(Collected data)
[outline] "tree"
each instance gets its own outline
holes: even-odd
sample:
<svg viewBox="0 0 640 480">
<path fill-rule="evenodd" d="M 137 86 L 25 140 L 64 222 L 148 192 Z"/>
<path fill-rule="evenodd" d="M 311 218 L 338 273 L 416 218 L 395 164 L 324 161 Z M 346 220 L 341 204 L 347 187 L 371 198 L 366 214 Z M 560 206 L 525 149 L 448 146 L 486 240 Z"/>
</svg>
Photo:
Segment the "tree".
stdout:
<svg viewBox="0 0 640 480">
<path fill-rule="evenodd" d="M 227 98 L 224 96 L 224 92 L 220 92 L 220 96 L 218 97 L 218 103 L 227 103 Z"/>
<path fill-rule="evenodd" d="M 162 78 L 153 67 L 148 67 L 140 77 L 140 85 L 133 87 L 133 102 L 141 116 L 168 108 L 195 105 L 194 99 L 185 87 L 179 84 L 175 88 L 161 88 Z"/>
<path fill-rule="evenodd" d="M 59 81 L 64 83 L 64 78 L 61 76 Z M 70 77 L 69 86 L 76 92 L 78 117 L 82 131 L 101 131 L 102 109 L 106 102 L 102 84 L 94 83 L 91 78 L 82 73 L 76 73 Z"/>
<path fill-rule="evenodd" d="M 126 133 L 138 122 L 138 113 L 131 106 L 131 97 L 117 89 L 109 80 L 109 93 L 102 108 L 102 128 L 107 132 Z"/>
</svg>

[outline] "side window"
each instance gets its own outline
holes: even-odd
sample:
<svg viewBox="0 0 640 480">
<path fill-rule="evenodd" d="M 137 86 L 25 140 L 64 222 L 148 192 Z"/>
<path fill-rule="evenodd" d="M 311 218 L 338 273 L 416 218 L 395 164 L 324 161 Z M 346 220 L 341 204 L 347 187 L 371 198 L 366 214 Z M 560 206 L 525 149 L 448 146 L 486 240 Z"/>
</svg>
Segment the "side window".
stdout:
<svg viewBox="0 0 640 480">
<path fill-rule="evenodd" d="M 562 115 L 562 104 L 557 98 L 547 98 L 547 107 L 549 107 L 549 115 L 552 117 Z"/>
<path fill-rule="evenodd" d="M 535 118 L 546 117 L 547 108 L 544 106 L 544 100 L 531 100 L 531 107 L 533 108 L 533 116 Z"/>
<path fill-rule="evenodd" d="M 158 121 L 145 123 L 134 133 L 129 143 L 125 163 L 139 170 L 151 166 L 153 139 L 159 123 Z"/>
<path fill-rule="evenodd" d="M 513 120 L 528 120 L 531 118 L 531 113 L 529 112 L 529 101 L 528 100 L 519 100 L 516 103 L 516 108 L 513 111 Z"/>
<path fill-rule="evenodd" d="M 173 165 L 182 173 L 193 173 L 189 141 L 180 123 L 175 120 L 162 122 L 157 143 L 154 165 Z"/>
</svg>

● Exercise instructions: Each line that contains the string "Segment" should be copied from the data above.

● Response to the task:
Segment the "tree".
Segment the "side window".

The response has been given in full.